◆ Task description: Can you echo back the data below word for word, leaving out the pictures?
___ Data for this task
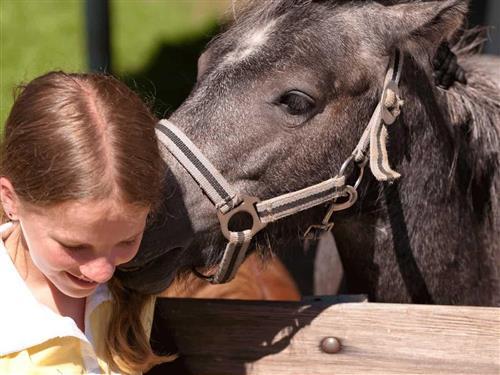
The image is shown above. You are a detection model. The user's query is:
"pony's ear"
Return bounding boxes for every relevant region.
[380,0,468,49]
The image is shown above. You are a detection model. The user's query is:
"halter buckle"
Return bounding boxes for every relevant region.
______
◆ Result:
The image is shown above. You are a detection model. The user's query is:
"pony's ear"
Return bounding boxes for every relevant region.
[380,0,468,49]
The image is shown above. You are a detection model. The user's query is:
"halter buckle"
Return bounding boxes for every relevant region.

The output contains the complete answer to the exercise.